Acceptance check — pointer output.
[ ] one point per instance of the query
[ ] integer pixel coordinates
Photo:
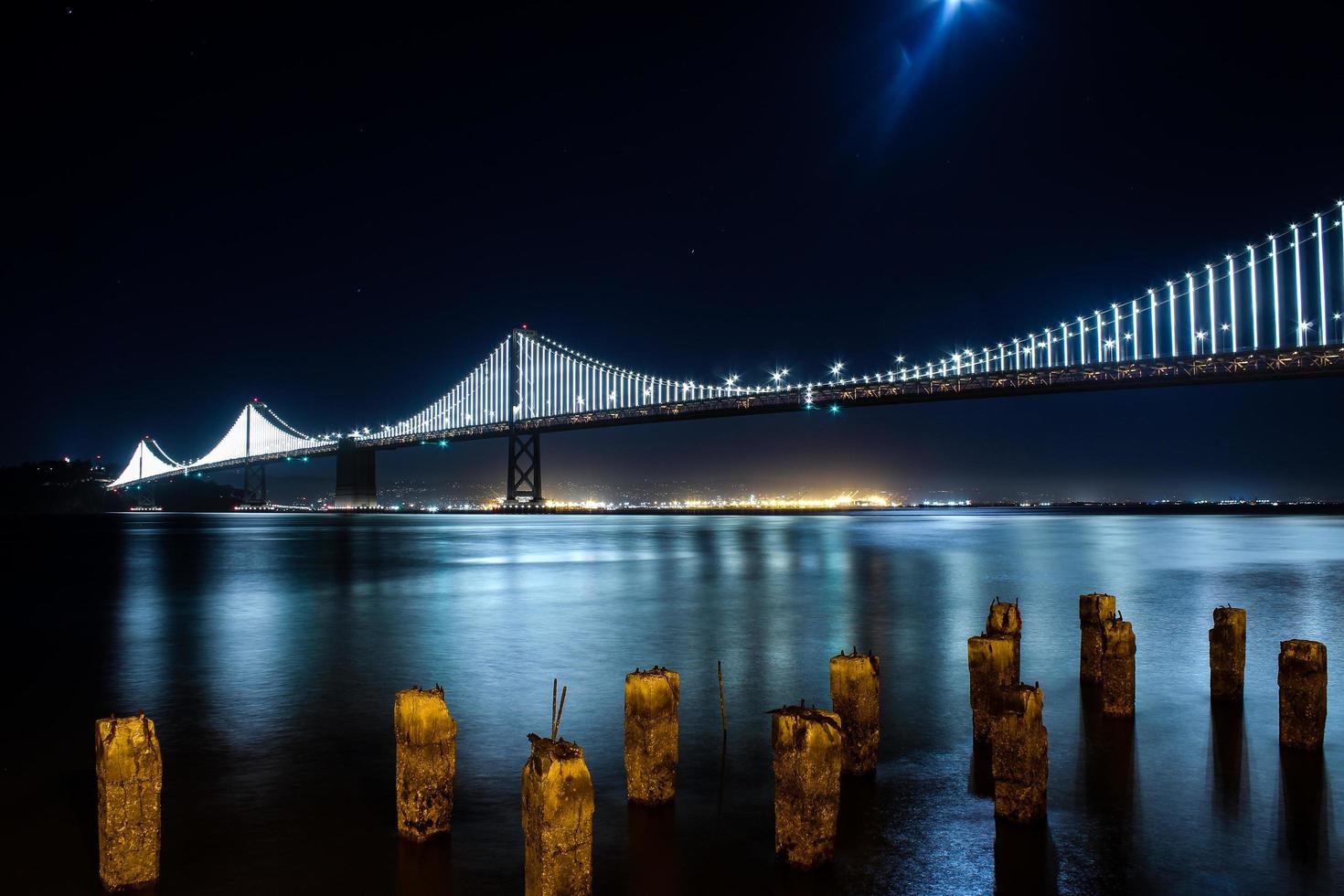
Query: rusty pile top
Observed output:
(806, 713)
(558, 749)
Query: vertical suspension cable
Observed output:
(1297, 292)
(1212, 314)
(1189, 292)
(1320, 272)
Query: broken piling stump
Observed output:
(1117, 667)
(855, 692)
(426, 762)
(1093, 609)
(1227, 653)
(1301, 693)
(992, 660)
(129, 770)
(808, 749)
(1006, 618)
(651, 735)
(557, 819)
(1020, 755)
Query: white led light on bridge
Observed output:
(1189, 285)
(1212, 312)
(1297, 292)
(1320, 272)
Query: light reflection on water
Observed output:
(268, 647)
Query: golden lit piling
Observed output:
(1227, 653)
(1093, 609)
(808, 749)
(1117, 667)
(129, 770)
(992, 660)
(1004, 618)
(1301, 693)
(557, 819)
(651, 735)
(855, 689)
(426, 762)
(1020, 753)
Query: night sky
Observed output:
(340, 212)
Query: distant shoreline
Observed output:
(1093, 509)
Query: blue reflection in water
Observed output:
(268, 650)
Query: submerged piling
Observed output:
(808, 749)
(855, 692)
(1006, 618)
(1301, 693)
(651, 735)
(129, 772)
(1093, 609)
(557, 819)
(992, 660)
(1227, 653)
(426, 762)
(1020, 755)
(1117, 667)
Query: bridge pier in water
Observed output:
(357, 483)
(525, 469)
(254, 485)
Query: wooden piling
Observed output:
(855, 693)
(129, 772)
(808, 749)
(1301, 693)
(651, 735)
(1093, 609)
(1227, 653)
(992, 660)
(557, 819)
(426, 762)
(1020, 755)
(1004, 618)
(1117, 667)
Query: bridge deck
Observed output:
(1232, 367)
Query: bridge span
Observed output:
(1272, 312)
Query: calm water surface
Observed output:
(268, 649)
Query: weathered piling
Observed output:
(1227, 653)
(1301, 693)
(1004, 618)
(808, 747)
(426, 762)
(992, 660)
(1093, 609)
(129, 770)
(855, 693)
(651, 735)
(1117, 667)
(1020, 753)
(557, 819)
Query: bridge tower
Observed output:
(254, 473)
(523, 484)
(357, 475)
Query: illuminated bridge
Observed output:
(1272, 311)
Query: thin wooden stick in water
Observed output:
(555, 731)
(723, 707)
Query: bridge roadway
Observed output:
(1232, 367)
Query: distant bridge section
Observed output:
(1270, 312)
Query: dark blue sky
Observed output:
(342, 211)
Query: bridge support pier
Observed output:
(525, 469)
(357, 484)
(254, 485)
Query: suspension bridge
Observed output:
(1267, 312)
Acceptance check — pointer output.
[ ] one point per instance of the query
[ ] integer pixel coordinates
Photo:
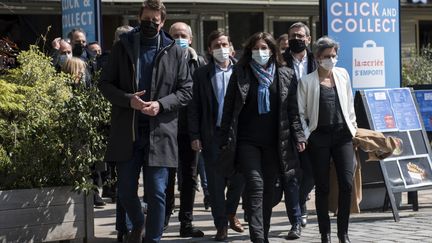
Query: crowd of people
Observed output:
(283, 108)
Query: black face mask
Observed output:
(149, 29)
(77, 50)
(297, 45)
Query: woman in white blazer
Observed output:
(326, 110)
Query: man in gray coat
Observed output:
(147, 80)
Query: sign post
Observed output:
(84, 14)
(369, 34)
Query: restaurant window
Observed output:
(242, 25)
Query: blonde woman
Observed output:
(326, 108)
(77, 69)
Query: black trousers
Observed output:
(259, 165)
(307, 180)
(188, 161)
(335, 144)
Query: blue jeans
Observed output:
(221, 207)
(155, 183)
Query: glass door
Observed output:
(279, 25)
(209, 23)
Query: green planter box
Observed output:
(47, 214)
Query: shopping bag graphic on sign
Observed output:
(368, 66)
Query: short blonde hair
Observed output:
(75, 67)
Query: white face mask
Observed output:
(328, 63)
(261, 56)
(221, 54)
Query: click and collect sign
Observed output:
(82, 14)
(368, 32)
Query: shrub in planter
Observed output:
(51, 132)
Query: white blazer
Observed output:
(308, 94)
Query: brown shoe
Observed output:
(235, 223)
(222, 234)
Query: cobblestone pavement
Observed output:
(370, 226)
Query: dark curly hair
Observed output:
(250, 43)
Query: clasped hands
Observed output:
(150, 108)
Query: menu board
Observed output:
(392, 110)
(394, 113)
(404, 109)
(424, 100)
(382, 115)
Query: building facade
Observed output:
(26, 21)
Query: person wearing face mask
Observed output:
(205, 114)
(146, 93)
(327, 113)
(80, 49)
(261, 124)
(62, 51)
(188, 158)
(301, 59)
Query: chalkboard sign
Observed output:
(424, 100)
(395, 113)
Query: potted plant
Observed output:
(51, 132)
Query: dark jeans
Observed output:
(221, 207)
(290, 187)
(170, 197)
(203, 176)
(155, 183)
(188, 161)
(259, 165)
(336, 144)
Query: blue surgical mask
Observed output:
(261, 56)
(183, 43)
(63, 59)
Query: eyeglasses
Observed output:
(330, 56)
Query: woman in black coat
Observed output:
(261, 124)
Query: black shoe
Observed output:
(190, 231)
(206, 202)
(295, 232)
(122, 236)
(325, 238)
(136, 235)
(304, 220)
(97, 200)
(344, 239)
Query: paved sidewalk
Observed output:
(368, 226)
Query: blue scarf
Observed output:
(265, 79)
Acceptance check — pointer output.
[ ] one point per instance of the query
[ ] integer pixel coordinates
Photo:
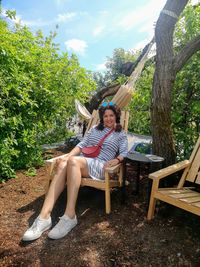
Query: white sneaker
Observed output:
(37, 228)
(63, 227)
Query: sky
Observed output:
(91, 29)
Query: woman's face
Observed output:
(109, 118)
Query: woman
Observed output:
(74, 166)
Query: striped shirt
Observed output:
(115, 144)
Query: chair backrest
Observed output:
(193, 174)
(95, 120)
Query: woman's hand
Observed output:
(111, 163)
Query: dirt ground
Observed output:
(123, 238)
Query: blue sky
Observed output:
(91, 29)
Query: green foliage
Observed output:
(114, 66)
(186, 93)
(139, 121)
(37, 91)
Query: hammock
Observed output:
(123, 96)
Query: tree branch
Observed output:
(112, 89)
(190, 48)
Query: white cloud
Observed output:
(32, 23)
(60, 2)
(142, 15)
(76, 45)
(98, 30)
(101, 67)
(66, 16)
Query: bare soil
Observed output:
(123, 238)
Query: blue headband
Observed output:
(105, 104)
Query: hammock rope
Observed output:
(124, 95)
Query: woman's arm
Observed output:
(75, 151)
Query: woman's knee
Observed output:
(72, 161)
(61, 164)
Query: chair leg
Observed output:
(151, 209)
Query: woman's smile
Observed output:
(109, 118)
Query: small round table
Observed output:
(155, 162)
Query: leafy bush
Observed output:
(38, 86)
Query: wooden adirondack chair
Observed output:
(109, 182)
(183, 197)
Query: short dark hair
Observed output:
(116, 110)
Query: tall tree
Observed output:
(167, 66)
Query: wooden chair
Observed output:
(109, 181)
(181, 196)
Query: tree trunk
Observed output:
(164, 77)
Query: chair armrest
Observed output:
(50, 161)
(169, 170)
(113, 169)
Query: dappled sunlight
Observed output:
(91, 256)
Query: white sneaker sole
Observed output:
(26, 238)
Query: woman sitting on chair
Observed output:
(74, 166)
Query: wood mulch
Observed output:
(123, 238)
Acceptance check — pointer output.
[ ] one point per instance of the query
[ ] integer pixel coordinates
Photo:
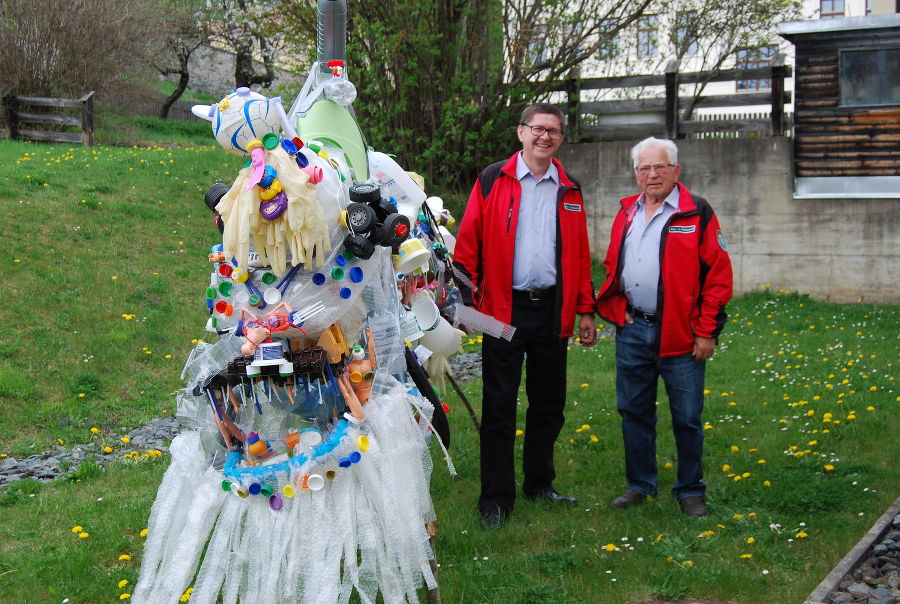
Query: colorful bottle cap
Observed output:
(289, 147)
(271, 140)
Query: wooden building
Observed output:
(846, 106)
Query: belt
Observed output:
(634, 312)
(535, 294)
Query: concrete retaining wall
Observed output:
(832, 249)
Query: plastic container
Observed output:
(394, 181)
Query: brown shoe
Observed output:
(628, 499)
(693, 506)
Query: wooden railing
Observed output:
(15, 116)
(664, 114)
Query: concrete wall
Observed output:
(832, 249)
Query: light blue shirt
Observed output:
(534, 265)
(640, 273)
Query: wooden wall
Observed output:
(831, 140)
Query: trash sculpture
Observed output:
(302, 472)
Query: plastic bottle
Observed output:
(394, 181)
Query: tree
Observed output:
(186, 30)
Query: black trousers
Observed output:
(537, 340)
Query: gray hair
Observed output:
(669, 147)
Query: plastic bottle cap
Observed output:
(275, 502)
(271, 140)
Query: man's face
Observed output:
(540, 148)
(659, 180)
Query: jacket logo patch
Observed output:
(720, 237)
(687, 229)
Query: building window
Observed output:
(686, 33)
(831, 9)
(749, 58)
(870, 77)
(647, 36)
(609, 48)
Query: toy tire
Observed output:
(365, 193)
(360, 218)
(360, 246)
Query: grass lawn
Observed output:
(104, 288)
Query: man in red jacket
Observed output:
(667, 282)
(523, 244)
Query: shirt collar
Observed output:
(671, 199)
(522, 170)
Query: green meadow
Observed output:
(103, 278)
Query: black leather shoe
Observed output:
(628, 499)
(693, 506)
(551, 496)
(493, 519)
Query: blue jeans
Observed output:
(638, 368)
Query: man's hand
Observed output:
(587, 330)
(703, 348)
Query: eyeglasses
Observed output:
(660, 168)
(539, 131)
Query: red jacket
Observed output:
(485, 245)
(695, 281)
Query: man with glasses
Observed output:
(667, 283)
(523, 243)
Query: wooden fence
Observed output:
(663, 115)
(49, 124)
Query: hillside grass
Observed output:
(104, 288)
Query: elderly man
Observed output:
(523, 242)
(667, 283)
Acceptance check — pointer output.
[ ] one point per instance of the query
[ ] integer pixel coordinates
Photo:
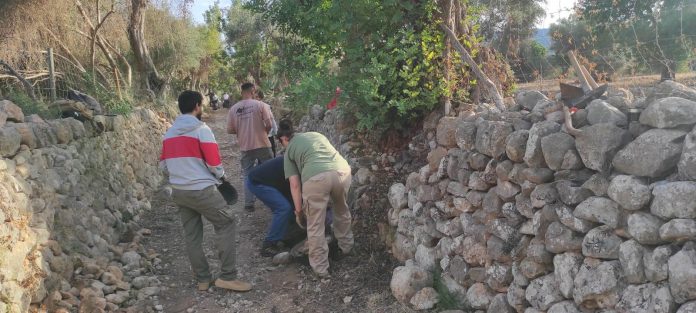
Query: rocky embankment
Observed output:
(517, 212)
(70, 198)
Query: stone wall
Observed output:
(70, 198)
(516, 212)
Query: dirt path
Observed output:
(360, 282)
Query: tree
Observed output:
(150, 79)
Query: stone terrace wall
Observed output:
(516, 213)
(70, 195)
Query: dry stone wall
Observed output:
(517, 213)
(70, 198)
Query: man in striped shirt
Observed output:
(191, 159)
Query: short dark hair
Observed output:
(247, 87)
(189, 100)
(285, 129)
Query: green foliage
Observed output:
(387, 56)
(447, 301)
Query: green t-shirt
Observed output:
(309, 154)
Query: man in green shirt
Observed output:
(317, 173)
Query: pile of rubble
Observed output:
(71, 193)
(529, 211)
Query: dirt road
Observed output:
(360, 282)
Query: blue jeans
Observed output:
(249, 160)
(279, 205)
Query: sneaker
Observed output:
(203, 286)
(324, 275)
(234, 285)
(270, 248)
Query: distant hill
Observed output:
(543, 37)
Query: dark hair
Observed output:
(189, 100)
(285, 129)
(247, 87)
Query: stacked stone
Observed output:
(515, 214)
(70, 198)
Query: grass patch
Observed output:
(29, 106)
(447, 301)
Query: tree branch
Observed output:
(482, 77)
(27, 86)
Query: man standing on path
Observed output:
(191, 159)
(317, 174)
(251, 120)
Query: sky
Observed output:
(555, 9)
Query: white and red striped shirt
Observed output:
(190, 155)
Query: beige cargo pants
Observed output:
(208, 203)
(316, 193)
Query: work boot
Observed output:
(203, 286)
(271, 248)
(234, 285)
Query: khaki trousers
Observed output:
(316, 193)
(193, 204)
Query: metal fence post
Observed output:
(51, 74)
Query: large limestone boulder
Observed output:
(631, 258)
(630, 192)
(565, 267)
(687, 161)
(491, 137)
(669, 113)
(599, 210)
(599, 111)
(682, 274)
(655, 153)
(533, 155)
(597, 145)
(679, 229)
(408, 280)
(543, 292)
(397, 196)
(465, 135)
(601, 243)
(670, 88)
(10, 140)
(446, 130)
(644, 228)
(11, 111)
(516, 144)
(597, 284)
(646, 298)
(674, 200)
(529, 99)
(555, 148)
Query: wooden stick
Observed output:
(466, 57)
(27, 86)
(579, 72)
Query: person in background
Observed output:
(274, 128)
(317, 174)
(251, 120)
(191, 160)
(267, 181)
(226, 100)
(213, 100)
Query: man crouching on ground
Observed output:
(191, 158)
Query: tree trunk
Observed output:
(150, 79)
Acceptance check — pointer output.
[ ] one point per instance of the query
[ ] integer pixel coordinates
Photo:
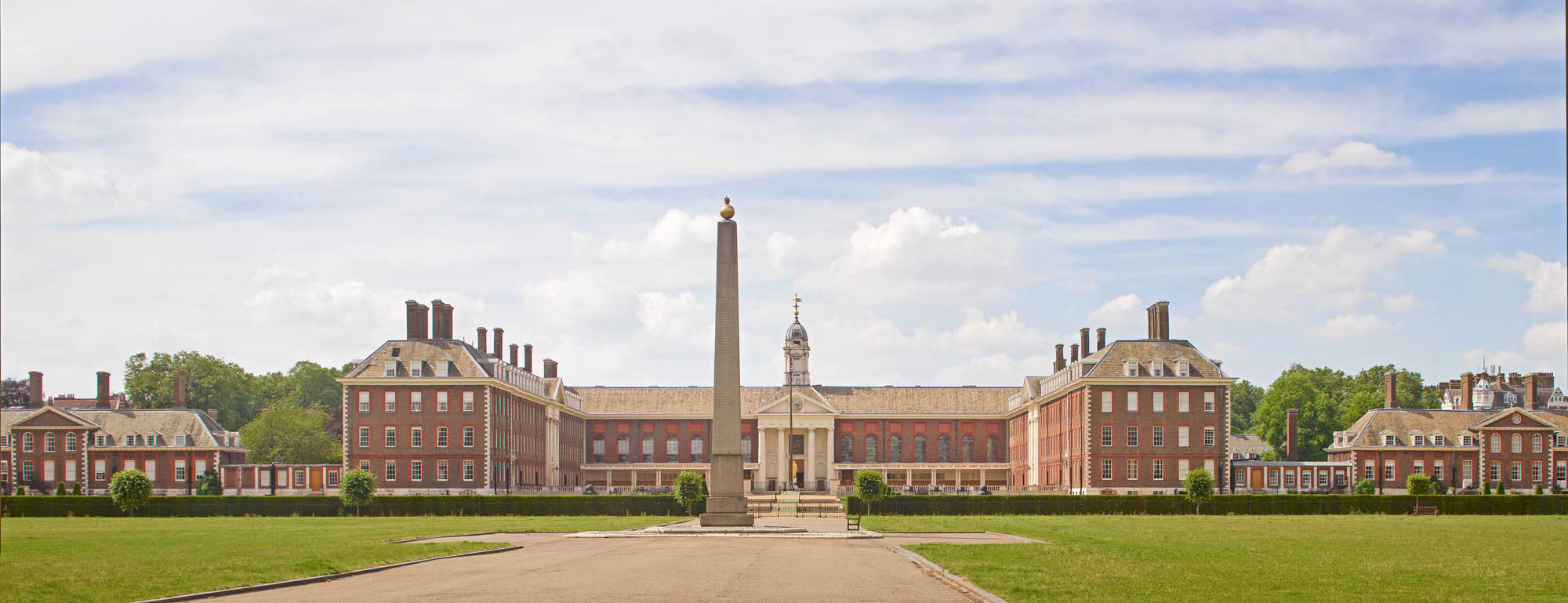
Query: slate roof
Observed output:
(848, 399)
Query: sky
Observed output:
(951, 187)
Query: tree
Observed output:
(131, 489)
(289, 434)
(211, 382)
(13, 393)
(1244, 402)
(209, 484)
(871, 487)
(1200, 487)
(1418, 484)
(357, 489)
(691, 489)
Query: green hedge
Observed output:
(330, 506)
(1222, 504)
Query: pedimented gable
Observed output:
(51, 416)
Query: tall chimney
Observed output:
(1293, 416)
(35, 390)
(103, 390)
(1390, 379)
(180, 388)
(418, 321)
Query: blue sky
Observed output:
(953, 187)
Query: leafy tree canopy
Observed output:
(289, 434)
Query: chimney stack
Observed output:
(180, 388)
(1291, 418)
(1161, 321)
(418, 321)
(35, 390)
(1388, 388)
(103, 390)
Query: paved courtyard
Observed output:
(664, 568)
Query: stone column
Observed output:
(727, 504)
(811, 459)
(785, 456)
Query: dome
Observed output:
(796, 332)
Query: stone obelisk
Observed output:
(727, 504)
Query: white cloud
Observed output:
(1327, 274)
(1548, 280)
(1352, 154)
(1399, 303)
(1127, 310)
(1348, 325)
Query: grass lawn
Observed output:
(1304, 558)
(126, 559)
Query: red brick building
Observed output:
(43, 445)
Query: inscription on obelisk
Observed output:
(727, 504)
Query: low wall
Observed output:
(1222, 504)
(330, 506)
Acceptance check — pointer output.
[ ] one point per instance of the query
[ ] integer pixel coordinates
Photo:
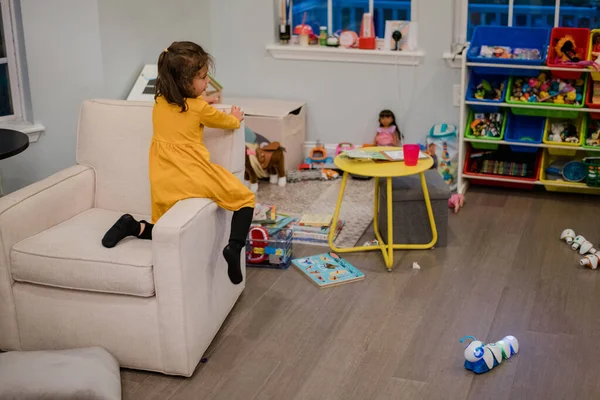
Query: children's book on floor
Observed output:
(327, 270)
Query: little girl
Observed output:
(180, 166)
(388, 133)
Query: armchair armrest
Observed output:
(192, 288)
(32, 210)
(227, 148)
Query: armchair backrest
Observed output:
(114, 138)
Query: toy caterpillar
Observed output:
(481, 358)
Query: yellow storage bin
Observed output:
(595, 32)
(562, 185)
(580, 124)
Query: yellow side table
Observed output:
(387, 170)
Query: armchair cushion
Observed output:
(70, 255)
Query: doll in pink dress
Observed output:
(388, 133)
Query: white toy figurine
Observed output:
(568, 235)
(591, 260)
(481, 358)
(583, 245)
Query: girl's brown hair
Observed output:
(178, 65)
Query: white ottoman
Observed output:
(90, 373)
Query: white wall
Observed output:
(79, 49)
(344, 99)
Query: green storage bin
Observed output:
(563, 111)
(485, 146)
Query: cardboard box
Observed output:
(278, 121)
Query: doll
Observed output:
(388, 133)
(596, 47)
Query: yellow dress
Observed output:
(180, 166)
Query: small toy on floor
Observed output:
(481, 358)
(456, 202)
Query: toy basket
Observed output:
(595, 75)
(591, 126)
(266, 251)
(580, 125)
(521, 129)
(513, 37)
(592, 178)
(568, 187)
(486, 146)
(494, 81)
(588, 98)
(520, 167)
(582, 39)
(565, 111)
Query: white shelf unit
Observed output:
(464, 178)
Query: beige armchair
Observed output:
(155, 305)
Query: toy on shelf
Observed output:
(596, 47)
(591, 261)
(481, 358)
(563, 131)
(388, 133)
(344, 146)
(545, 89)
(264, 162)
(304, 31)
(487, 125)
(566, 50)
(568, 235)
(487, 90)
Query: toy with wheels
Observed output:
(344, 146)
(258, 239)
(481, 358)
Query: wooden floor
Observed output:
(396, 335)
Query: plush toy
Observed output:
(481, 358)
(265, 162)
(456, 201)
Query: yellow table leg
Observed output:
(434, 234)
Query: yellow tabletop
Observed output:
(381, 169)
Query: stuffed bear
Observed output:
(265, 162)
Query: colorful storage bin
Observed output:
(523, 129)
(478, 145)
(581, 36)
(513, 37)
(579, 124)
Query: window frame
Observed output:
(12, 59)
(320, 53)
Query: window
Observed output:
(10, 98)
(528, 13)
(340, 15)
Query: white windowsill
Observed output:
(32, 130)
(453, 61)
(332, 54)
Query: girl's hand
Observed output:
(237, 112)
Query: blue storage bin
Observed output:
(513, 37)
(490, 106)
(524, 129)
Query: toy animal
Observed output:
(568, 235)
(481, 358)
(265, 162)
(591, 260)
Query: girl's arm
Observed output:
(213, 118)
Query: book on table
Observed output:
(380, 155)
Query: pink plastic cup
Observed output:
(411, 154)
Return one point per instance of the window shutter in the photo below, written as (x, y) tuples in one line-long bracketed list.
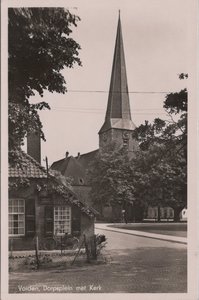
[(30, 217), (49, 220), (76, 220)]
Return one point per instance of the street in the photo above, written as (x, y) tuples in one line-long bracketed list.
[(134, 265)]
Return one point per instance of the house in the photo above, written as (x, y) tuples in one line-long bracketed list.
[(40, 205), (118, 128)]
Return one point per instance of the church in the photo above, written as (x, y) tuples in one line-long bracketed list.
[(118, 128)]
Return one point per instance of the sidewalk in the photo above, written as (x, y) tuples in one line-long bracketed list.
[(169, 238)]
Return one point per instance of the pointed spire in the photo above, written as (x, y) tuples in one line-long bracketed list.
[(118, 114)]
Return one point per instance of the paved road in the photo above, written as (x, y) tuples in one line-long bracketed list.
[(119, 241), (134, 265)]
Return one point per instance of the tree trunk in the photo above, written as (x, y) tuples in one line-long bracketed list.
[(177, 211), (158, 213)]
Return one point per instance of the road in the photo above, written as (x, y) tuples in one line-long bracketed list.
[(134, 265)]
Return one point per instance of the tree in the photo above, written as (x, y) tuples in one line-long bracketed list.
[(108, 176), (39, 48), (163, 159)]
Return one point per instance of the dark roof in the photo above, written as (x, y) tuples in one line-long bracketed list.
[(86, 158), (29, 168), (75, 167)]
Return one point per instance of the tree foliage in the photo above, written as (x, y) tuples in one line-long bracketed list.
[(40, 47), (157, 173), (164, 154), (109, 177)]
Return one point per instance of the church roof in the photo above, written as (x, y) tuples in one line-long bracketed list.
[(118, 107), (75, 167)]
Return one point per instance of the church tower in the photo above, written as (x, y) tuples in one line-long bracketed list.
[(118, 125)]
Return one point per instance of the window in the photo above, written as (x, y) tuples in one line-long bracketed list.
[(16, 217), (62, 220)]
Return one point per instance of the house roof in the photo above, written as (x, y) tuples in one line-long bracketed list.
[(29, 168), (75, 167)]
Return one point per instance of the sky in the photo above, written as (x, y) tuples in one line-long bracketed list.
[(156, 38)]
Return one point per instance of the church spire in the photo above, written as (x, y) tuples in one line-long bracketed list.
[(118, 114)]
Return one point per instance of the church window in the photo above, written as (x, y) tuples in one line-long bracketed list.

Task instructions: Using the data above, print exactly the lines from the line that contains "Query: doll in pink dress" through the line that contains "Query: yellow tabletop", with both included.

Answer section:
Query: doll in pink dress
Observed output:
(388, 133)
Query: white toy figurine
Observed output:
(568, 235)
(591, 260)
(481, 358)
(583, 245)
Query: girl's brown hair
Observed output:
(178, 65)
Query: white ottoman
Observed output:
(90, 373)
Query: white wall
Observed output:
(79, 49)
(344, 99)
Query: green storage bin
Observed output:
(563, 111)
(485, 146)
Query: cardboard box
Observed output:
(278, 121)
Query: doll
Observed output:
(388, 133)
(596, 47)
Query: yellow dress
Observed output:
(180, 166)
Query: small toy on floor
Observed output:
(481, 358)
(456, 202)
Query: toy basket
Observed output:
(595, 75)
(591, 126)
(266, 251)
(580, 125)
(521, 129)
(513, 37)
(592, 178)
(568, 187)
(486, 146)
(494, 81)
(588, 98)
(520, 167)
(582, 39)
(565, 111)
Query: white shelf unit
Observed output:
(464, 178)
Query: beige armchair
Observed output:
(155, 305)
Query: toy on shelf
Observed output:
(596, 47)
(591, 261)
(481, 358)
(563, 131)
(388, 133)
(344, 146)
(545, 89)
(264, 162)
(304, 31)
(487, 125)
(566, 50)
(568, 235)
(487, 90)
Query: toy with wheels
Observed output:
(344, 146)
(258, 239)
(481, 358)
Query: wooden floor
Observed output:
(396, 335)
Query: plush toy
Observed output:
(481, 358)
(265, 162)
(456, 201)
Query: yellow table leg
Observed output:
(434, 234)
Query: yellow tabletop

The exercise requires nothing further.